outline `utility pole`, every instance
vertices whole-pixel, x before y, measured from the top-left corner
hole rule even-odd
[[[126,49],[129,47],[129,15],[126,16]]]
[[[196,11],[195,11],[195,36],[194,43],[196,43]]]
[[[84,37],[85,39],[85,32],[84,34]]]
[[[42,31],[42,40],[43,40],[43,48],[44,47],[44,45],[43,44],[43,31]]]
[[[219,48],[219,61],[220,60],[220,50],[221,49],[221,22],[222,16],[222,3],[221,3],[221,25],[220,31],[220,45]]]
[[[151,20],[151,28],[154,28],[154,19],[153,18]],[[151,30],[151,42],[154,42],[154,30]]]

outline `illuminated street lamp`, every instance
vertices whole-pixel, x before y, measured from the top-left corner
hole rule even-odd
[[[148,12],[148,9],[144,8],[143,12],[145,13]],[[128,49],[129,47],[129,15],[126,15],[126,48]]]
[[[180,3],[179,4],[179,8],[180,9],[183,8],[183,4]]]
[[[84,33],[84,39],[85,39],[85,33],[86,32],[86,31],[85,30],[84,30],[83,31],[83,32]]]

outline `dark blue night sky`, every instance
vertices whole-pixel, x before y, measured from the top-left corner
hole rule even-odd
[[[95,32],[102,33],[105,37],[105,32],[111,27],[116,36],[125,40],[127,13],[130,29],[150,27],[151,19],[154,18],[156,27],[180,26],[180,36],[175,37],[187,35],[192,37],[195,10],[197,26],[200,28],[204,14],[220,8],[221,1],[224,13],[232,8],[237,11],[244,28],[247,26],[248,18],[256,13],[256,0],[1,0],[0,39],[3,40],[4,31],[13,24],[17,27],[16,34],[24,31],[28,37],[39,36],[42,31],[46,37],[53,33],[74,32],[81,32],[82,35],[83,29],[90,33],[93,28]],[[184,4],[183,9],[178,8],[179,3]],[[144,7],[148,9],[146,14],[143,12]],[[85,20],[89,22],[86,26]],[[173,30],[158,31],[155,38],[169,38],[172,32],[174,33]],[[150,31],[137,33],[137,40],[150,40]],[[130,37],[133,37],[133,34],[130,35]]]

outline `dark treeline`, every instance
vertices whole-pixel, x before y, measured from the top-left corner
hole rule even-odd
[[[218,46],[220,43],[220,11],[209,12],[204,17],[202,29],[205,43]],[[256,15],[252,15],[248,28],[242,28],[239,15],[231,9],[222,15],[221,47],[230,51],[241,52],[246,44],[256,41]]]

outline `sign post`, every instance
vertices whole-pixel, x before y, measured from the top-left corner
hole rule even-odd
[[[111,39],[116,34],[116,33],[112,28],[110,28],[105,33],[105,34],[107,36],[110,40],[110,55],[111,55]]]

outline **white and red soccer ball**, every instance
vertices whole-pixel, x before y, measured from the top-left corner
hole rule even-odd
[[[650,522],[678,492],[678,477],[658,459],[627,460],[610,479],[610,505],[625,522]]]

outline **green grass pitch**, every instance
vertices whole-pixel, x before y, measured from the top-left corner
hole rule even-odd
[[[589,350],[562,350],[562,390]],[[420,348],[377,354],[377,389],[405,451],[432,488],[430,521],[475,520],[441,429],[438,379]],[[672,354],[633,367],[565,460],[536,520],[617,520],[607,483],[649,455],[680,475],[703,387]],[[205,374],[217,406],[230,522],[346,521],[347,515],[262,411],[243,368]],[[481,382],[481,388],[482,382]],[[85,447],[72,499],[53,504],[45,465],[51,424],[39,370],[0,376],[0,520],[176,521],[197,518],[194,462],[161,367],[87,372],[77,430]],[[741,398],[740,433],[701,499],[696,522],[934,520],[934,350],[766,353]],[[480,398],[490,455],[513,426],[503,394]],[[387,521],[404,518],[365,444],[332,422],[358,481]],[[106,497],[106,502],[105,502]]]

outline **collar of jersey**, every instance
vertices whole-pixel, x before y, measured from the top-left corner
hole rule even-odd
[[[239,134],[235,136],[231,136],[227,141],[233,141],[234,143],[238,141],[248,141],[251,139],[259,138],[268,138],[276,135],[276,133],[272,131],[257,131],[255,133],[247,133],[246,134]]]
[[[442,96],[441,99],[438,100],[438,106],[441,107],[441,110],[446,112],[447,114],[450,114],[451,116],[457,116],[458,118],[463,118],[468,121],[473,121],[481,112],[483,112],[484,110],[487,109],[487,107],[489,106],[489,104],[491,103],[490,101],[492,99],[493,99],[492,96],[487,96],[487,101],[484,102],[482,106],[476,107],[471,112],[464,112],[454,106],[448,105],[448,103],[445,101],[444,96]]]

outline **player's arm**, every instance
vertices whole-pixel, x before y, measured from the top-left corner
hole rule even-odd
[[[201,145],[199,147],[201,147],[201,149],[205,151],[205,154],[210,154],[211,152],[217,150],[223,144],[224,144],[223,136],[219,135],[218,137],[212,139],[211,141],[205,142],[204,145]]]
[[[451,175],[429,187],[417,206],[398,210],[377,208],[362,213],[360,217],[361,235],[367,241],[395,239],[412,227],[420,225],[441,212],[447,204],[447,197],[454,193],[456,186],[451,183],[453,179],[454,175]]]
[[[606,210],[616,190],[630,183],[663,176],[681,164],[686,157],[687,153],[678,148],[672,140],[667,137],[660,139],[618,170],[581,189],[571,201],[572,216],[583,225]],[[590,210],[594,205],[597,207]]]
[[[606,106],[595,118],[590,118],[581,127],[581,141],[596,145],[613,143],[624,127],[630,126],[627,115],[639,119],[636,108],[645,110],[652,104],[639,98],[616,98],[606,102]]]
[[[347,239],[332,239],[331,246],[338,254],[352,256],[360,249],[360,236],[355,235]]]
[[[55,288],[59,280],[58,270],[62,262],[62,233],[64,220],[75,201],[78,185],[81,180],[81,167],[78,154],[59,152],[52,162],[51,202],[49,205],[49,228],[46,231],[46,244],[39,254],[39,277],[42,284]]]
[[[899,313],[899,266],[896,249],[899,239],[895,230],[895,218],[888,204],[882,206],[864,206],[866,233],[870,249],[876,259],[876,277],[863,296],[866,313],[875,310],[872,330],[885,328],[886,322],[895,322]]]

*Direction:* Extract the listing in its entirety, matching it exactly.

*Exercise result:*
outline `utility pole`, every instance
vertices whole-pixel, x before y, measured from the top-left corner
hole rule even-odd
[[[126,49],[129,47],[129,15],[126,16]]]
[[[196,11],[195,11],[195,36],[194,43],[196,43]]]
[[[84,37],[85,39],[85,32],[84,34]]]
[[[42,31],[42,40],[43,40],[43,48],[44,47],[44,45],[43,44],[43,31]]]
[[[219,48],[219,61],[220,60],[220,50],[221,49],[221,22],[222,16],[222,3],[221,3],[221,25],[220,31],[220,45]]]
[[[151,20],[151,28],[154,28],[154,19],[153,18]],[[151,30],[151,42],[154,42],[154,30]]]

outline `illuminated street lamp`, every instance
vertices whole-pixel, x before y, measured from the top-left corner
hole rule even-odd
[[[148,12],[148,9],[144,8],[143,12],[145,13]],[[128,49],[129,47],[129,15],[126,15],[126,48]]]
[[[180,3],[179,4],[179,8],[180,9],[183,8],[183,4]]]
[[[84,33],[84,39],[85,39],[85,33],[86,32],[86,31],[85,30],[84,30],[83,31],[83,32]]]

outline `dark blue night sky`, every instance
vertices whole-pixel, x before y, measured from the top-left corner
hole rule even-odd
[[[95,32],[102,33],[105,37],[105,32],[111,27],[116,36],[125,40],[127,13],[130,29],[150,27],[151,19],[154,18],[156,27],[180,26],[180,36],[175,37],[187,35],[192,37],[195,10],[197,26],[200,28],[204,14],[220,8],[221,1],[224,13],[232,8],[237,11],[244,28],[247,26],[248,18],[256,13],[256,0],[1,0],[0,39],[3,40],[4,31],[13,24],[17,27],[16,34],[24,31],[28,37],[39,36],[42,31],[46,37],[53,33],[74,32],[81,32],[82,35],[83,29],[90,33],[93,28]],[[184,4],[183,9],[178,8],[179,3]],[[144,7],[148,9],[146,14],[143,12]],[[85,20],[89,22],[86,26]],[[173,30],[158,31],[155,38],[169,38],[172,32],[174,33]],[[150,31],[137,33],[137,40],[150,40]],[[130,37],[133,37],[133,34],[130,35]]]

outline `dark treeline`, every instance
vertices whole-pixel, x before y, measured from the top-left corner
hole rule even-odd
[[[218,46],[220,43],[220,11],[209,12],[204,17],[202,29],[205,43]],[[256,15],[252,15],[248,28],[242,28],[239,15],[231,9],[222,15],[221,47],[230,51],[241,52],[246,44],[256,41]]]

outline `sign post`, every instance
vertices whole-pixel, x before y, measured from the top-left corner
hole rule even-odd
[[[111,39],[116,34],[116,33],[112,28],[110,28],[105,33],[105,34],[107,36],[110,40],[110,55],[111,55]]]

outline **white and red soccer ball**, every instance
vertices whole-pixel, x before y, measured from the top-left corner
hole rule even-odd
[[[650,522],[678,492],[678,477],[658,459],[627,460],[610,479],[610,505],[625,522]]]

outline **green grass pitch**, every instance
vertices whole-pixel, x before y, measured from the top-left corner
hole rule even-odd
[[[589,350],[562,350],[562,390]],[[420,348],[377,354],[377,389],[405,451],[432,488],[430,521],[475,520],[441,429],[438,379]],[[672,354],[633,367],[565,460],[536,520],[617,520],[607,483],[649,455],[680,475],[703,387]],[[205,374],[217,406],[230,522],[346,521],[347,515],[262,411],[243,368]],[[481,382],[481,388],[482,382]],[[85,447],[72,499],[53,504],[45,465],[51,424],[39,370],[0,376],[0,520],[176,521],[197,518],[194,462],[161,367],[87,372],[77,430]],[[741,398],[740,433],[701,499],[696,522],[934,520],[934,350],[766,353]],[[480,398],[490,455],[513,426],[503,394]],[[387,521],[404,518],[365,444],[332,422],[358,481]],[[106,497],[106,502],[105,502]]]

outline **collar of jersey**, every instance
vertices whole-pixel, x before y, measured from the top-left corner
hole rule even-odd
[[[239,134],[235,136],[231,136],[227,141],[233,141],[234,143],[238,141],[248,141],[251,139],[259,138],[268,138],[276,135],[276,133],[272,131],[257,131],[255,133],[247,133],[246,134]]]
[[[442,96],[441,99],[438,100],[438,106],[441,107],[441,110],[446,112],[447,114],[450,114],[451,116],[457,116],[458,118],[463,118],[468,121],[473,121],[481,112],[483,112],[484,110],[487,109],[487,107],[489,106],[489,104],[491,103],[490,101],[492,99],[493,99],[492,96],[487,96],[487,101],[484,102],[482,106],[476,107],[471,112],[464,112],[454,106],[448,105],[448,103],[445,101],[444,96]]]

outline **player's arm**, every instance
vertices whole-pixel, x before y, measured from the top-left corner
hole rule even-odd
[[[201,145],[199,147],[201,147],[201,149],[205,151],[205,154],[210,154],[211,152],[217,150],[223,144],[224,144],[223,136],[219,135],[218,137],[212,139],[211,141],[205,142],[204,145]]]
[[[451,175],[429,187],[417,206],[398,210],[377,208],[362,213],[360,217],[361,235],[367,241],[395,239],[412,227],[420,225],[441,212],[447,204],[447,197],[454,193],[456,186],[451,183],[453,179],[454,175]]]
[[[606,210],[616,190],[630,183],[663,176],[681,164],[686,157],[687,153],[678,148],[672,140],[667,137],[660,139],[618,170],[581,189],[571,201],[572,216],[583,225]],[[590,210],[594,205],[597,207]]]
[[[606,106],[595,118],[590,118],[581,127],[581,141],[596,145],[613,143],[624,127],[630,126],[627,115],[639,119],[636,108],[645,110],[652,104],[639,98],[616,98],[606,102]]]
[[[347,239],[332,239],[331,246],[338,254],[352,256],[360,249],[360,236],[355,235]]]
[[[55,288],[59,280],[58,270],[62,262],[62,233],[64,220],[75,201],[78,185],[81,180],[81,167],[78,154],[59,152],[52,162],[51,202],[49,205],[49,228],[46,231],[46,244],[39,254],[39,277],[42,284]]]
[[[899,313],[899,266],[896,249],[899,239],[895,230],[895,218],[888,204],[882,206],[864,206],[866,233],[870,249],[876,259],[876,277],[863,296],[866,313],[875,310],[872,330],[885,328],[886,322],[895,322]]]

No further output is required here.